| Exercise prompt |
Return all of the data exactly as written, without the pictures.
## Start Data shown
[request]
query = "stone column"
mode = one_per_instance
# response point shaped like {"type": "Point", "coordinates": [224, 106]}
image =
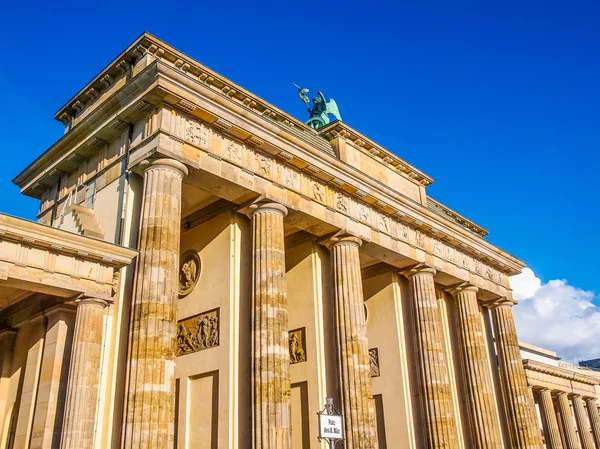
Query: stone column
{"type": "Point", "coordinates": [483, 413]}
{"type": "Point", "coordinates": [271, 392]}
{"type": "Point", "coordinates": [434, 384]}
{"type": "Point", "coordinates": [54, 375]}
{"type": "Point", "coordinates": [352, 349]}
{"type": "Point", "coordinates": [571, 439]}
{"type": "Point", "coordinates": [149, 420]}
{"type": "Point", "coordinates": [594, 418]}
{"type": "Point", "coordinates": [84, 375]}
{"type": "Point", "coordinates": [7, 349]}
{"type": "Point", "coordinates": [551, 430]}
{"type": "Point", "coordinates": [520, 408]}
{"type": "Point", "coordinates": [587, 442]}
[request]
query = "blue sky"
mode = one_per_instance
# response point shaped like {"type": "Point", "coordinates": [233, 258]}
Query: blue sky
{"type": "Point", "coordinates": [498, 101]}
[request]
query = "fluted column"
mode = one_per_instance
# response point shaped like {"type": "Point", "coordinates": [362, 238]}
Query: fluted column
{"type": "Point", "coordinates": [356, 390]}
{"type": "Point", "coordinates": [520, 408]}
{"type": "Point", "coordinates": [84, 375]}
{"type": "Point", "coordinates": [566, 417]}
{"type": "Point", "coordinates": [483, 413]}
{"type": "Point", "coordinates": [434, 384]}
{"type": "Point", "coordinates": [551, 430]}
{"type": "Point", "coordinates": [587, 442]}
{"type": "Point", "coordinates": [150, 391]}
{"type": "Point", "coordinates": [271, 395]}
{"type": "Point", "coordinates": [592, 407]}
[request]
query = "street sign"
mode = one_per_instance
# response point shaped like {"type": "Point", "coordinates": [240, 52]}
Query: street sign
{"type": "Point", "coordinates": [331, 424]}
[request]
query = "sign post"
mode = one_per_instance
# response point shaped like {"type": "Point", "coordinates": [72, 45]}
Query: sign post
{"type": "Point", "coordinates": [331, 424]}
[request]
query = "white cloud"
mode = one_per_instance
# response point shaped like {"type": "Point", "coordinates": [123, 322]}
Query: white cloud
{"type": "Point", "coordinates": [556, 316]}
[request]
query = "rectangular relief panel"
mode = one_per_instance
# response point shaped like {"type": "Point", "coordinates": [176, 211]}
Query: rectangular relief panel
{"type": "Point", "coordinates": [203, 411]}
{"type": "Point", "coordinates": [381, 438]}
{"type": "Point", "coordinates": [198, 332]}
{"type": "Point", "coordinates": [300, 432]}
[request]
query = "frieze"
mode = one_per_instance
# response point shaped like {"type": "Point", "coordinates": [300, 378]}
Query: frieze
{"type": "Point", "coordinates": [198, 333]}
{"type": "Point", "coordinates": [374, 362]}
{"type": "Point", "coordinates": [252, 160]}
{"type": "Point", "coordinates": [189, 272]}
{"type": "Point", "coordinates": [297, 346]}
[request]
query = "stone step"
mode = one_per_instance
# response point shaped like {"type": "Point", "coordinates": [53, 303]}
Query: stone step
{"type": "Point", "coordinates": [87, 222]}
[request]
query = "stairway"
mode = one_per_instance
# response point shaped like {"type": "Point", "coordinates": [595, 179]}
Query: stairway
{"type": "Point", "coordinates": [87, 223]}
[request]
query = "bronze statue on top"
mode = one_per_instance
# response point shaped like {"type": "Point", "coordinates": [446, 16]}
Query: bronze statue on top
{"type": "Point", "coordinates": [319, 113]}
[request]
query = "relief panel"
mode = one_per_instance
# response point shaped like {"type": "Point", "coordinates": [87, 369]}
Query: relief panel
{"type": "Point", "coordinates": [198, 333]}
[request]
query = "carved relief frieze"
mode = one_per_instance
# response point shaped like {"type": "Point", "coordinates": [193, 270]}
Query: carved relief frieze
{"type": "Point", "coordinates": [297, 343]}
{"type": "Point", "coordinates": [264, 164]}
{"type": "Point", "coordinates": [317, 191]}
{"type": "Point", "coordinates": [198, 333]}
{"type": "Point", "coordinates": [374, 361]}
{"type": "Point", "coordinates": [189, 272]}
{"type": "Point", "coordinates": [196, 133]}
{"type": "Point", "coordinates": [341, 202]}
{"type": "Point", "coordinates": [276, 170]}
{"type": "Point", "coordinates": [233, 151]}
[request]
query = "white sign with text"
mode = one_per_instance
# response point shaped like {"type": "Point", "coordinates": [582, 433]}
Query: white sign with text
{"type": "Point", "coordinates": [330, 426]}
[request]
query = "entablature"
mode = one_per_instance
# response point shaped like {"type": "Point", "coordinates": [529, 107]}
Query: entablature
{"type": "Point", "coordinates": [166, 87]}
{"type": "Point", "coordinates": [43, 259]}
{"type": "Point", "coordinates": [541, 375]}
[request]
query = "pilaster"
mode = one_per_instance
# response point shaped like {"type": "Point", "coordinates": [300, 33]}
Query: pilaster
{"type": "Point", "coordinates": [483, 413]}
{"type": "Point", "coordinates": [570, 433]}
{"type": "Point", "coordinates": [84, 375]}
{"type": "Point", "coordinates": [52, 383]}
{"type": "Point", "coordinates": [434, 384]}
{"type": "Point", "coordinates": [549, 421]}
{"type": "Point", "coordinates": [149, 409]}
{"type": "Point", "coordinates": [352, 349]}
{"type": "Point", "coordinates": [271, 392]}
{"type": "Point", "coordinates": [520, 408]}
{"type": "Point", "coordinates": [587, 442]}
{"type": "Point", "coordinates": [592, 406]}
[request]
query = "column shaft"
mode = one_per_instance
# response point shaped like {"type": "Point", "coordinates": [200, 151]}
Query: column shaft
{"type": "Point", "coordinates": [84, 375]}
{"type": "Point", "coordinates": [594, 418]}
{"type": "Point", "coordinates": [150, 391]}
{"type": "Point", "coordinates": [434, 384]}
{"type": "Point", "coordinates": [352, 346]}
{"type": "Point", "coordinates": [483, 413]}
{"type": "Point", "coordinates": [271, 417]}
{"type": "Point", "coordinates": [551, 430]}
{"type": "Point", "coordinates": [7, 349]}
{"type": "Point", "coordinates": [587, 442]}
{"type": "Point", "coordinates": [520, 408]}
{"type": "Point", "coordinates": [566, 417]}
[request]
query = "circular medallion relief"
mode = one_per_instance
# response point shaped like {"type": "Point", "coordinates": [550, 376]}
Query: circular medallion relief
{"type": "Point", "coordinates": [189, 272]}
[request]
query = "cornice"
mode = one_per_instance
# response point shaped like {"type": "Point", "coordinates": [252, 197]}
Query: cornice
{"type": "Point", "coordinates": [558, 372]}
{"type": "Point", "coordinates": [146, 90]}
{"type": "Point", "coordinates": [63, 242]}
{"type": "Point", "coordinates": [455, 217]}
{"type": "Point", "coordinates": [147, 44]}
{"type": "Point", "coordinates": [382, 155]}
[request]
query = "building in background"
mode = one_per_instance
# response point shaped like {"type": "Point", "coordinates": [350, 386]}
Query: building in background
{"type": "Point", "coordinates": [206, 269]}
{"type": "Point", "coordinates": [566, 399]}
{"type": "Point", "coordinates": [592, 364]}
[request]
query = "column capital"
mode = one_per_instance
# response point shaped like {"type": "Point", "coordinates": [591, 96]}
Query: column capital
{"type": "Point", "coordinates": [267, 206]}
{"type": "Point", "coordinates": [164, 162]}
{"type": "Point", "coordinates": [84, 300]}
{"type": "Point", "coordinates": [502, 302]}
{"type": "Point", "coordinates": [59, 308]}
{"type": "Point", "coordinates": [419, 268]}
{"type": "Point", "coordinates": [7, 333]}
{"type": "Point", "coordinates": [342, 237]}
{"type": "Point", "coordinates": [454, 290]}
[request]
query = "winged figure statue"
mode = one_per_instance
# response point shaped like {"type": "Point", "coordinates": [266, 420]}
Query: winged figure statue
## End Data shown
| Result of this task |
[request]
query = "stone column"
mode = one_per_instance
# response point shaped like {"type": "Point", "coordinates": [224, 106]}
image =
Query: stone column
{"type": "Point", "coordinates": [483, 413]}
{"type": "Point", "coordinates": [271, 392]}
{"type": "Point", "coordinates": [434, 384]}
{"type": "Point", "coordinates": [54, 375]}
{"type": "Point", "coordinates": [352, 349]}
{"type": "Point", "coordinates": [571, 439]}
{"type": "Point", "coordinates": [149, 420]}
{"type": "Point", "coordinates": [594, 418]}
{"type": "Point", "coordinates": [84, 375]}
{"type": "Point", "coordinates": [7, 349]}
{"type": "Point", "coordinates": [551, 430]}
{"type": "Point", "coordinates": [520, 408]}
{"type": "Point", "coordinates": [587, 442]}
[request]
query = "blue sky"
mode = one_per_instance
# response point shaped like {"type": "Point", "coordinates": [233, 258]}
Query: blue sky
{"type": "Point", "coordinates": [498, 101]}
[request]
query = "fluted column"
mode = one_per_instance
# response point shaped like {"type": "Point", "coordinates": [362, 238]}
Query: fluted column
{"type": "Point", "coordinates": [356, 390]}
{"type": "Point", "coordinates": [520, 408]}
{"type": "Point", "coordinates": [84, 375]}
{"type": "Point", "coordinates": [566, 417]}
{"type": "Point", "coordinates": [483, 413]}
{"type": "Point", "coordinates": [434, 384]}
{"type": "Point", "coordinates": [551, 430]}
{"type": "Point", "coordinates": [587, 442]}
{"type": "Point", "coordinates": [150, 391]}
{"type": "Point", "coordinates": [271, 395]}
{"type": "Point", "coordinates": [592, 407]}
[request]
query = "street sign"
mode = one_per_instance
# response point shaped like {"type": "Point", "coordinates": [240, 52]}
Query: street sign
{"type": "Point", "coordinates": [331, 424]}
[request]
query = "sign post"
mode = one_per_instance
# response point shaped like {"type": "Point", "coordinates": [72, 45]}
Query: sign post
{"type": "Point", "coordinates": [331, 424]}
[request]
query = "white cloud"
mode = one_per_instance
# response point shaped like {"type": "Point", "coordinates": [123, 322]}
Query: white cloud
{"type": "Point", "coordinates": [556, 316]}
[request]
query = "rectangular relief panel"
mode = one_per_instance
# response point shaped like {"type": "Point", "coordinates": [176, 211]}
Query: rectangular relief panel
{"type": "Point", "coordinates": [203, 411]}
{"type": "Point", "coordinates": [381, 438]}
{"type": "Point", "coordinates": [198, 332]}
{"type": "Point", "coordinates": [300, 432]}
[request]
query = "frieze"
mode = one_per_instance
# response point shaped like {"type": "Point", "coordinates": [300, 378]}
Query: frieze
{"type": "Point", "coordinates": [198, 333]}
{"type": "Point", "coordinates": [374, 362]}
{"type": "Point", "coordinates": [252, 160]}
{"type": "Point", "coordinates": [189, 272]}
{"type": "Point", "coordinates": [297, 346]}
[request]
query = "stone step"
mode = one_per_instance
# response point shaped like {"type": "Point", "coordinates": [53, 303]}
Query: stone step
{"type": "Point", "coordinates": [87, 222]}
[request]
query = "stairway"
mode = one_per_instance
# response point shaped like {"type": "Point", "coordinates": [595, 179]}
Query: stairway
{"type": "Point", "coordinates": [87, 223]}
[request]
query = "bronze statue on top"
mode = one_per_instance
# response point shaped like {"type": "Point", "coordinates": [446, 16]}
Query: bronze statue on top
{"type": "Point", "coordinates": [319, 113]}
[request]
query = "relief panel"
mode = one_per_instance
# response point shaped like {"type": "Point", "coordinates": [87, 369]}
Query: relief panel
{"type": "Point", "coordinates": [198, 333]}
[request]
query = "carved relief frieze"
mode = one_per_instance
# response point shaped like {"type": "Point", "coordinates": [193, 270]}
Query: carved relief frieze
{"type": "Point", "coordinates": [297, 343]}
{"type": "Point", "coordinates": [264, 164]}
{"type": "Point", "coordinates": [317, 191]}
{"type": "Point", "coordinates": [198, 333]}
{"type": "Point", "coordinates": [374, 361]}
{"type": "Point", "coordinates": [189, 272]}
{"type": "Point", "coordinates": [196, 133]}
{"type": "Point", "coordinates": [341, 202]}
{"type": "Point", "coordinates": [276, 170]}
{"type": "Point", "coordinates": [233, 151]}
[request]
query = "white sign with text"
mode = one_per_instance
# response point shaped like {"type": "Point", "coordinates": [582, 433]}
Query: white sign with text
{"type": "Point", "coordinates": [330, 426]}
[request]
query = "entablature"
mode = one_per_instance
# response point shaped like {"type": "Point", "coordinates": [529, 107]}
Query: entablature
{"type": "Point", "coordinates": [166, 87]}
{"type": "Point", "coordinates": [43, 259]}
{"type": "Point", "coordinates": [541, 375]}
[request]
query = "pilaster"
mode = one_per_instance
# response point shaped like {"type": "Point", "coordinates": [300, 33]}
Query: pilaster
{"type": "Point", "coordinates": [483, 413]}
{"type": "Point", "coordinates": [570, 433]}
{"type": "Point", "coordinates": [84, 375]}
{"type": "Point", "coordinates": [52, 383]}
{"type": "Point", "coordinates": [434, 384]}
{"type": "Point", "coordinates": [549, 421]}
{"type": "Point", "coordinates": [149, 409]}
{"type": "Point", "coordinates": [352, 349]}
{"type": "Point", "coordinates": [271, 392]}
{"type": "Point", "coordinates": [520, 408]}
{"type": "Point", "coordinates": [587, 442]}
{"type": "Point", "coordinates": [592, 406]}
[request]
query = "column shaft"
mode = one_per_instance
# response point shaped like {"type": "Point", "coordinates": [200, 151]}
Query: column shaft
{"type": "Point", "coordinates": [84, 375]}
{"type": "Point", "coordinates": [594, 418]}
{"type": "Point", "coordinates": [150, 391]}
{"type": "Point", "coordinates": [434, 384]}
{"type": "Point", "coordinates": [352, 346]}
{"type": "Point", "coordinates": [483, 413]}
{"type": "Point", "coordinates": [271, 417]}
{"type": "Point", "coordinates": [551, 430]}
{"type": "Point", "coordinates": [7, 349]}
{"type": "Point", "coordinates": [587, 442]}
{"type": "Point", "coordinates": [520, 408]}
{"type": "Point", "coordinates": [566, 417]}
[request]
query = "circular medallion relief"
mode = one_per_instance
# response point shaped like {"type": "Point", "coordinates": [550, 376]}
Query: circular medallion relief
{"type": "Point", "coordinates": [189, 272]}
[request]
query = "cornice"
mode = one_per_instance
# response point shaped like {"type": "Point", "coordinates": [252, 197]}
Query: cornice
{"type": "Point", "coordinates": [558, 372]}
{"type": "Point", "coordinates": [146, 90]}
{"type": "Point", "coordinates": [63, 242]}
{"type": "Point", "coordinates": [455, 217]}
{"type": "Point", "coordinates": [147, 44]}
{"type": "Point", "coordinates": [382, 155]}
[request]
query = "building in background"
mode = one_per_instance
# response point shaped like {"type": "Point", "coordinates": [350, 386]}
Query: building in background
{"type": "Point", "coordinates": [206, 269]}
{"type": "Point", "coordinates": [566, 399]}
{"type": "Point", "coordinates": [592, 364]}
[request]
query = "column capital"
mode = one_per_instance
# response point shaped like {"type": "Point", "coordinates": [591, 96]}
Query: column capital
{"type": "Point", "coordinates": [267, 206]}
{"type": "Point", "coordinates": [164, 162]}
{"type": "Point", "coordinates": [84, 300]}
{"type": "Point", "coordinates": [502, 302]}
{"type": "Point", "coordinates": [59, 308]}
{"type": "Point", "coordinates": [419, 268]}
{"type": "Point", "coordinates": [7, 333]}
{"type": "Point", "coordinates": [342, 237]}
{"type": "Point", "coordinates": [454, 290]}
[request]
query = "winged figure statue"
mode = one_per_instance
# response point shaped like {"type": "Point", "coordinates": [266, 420]}
Query: winged figure statue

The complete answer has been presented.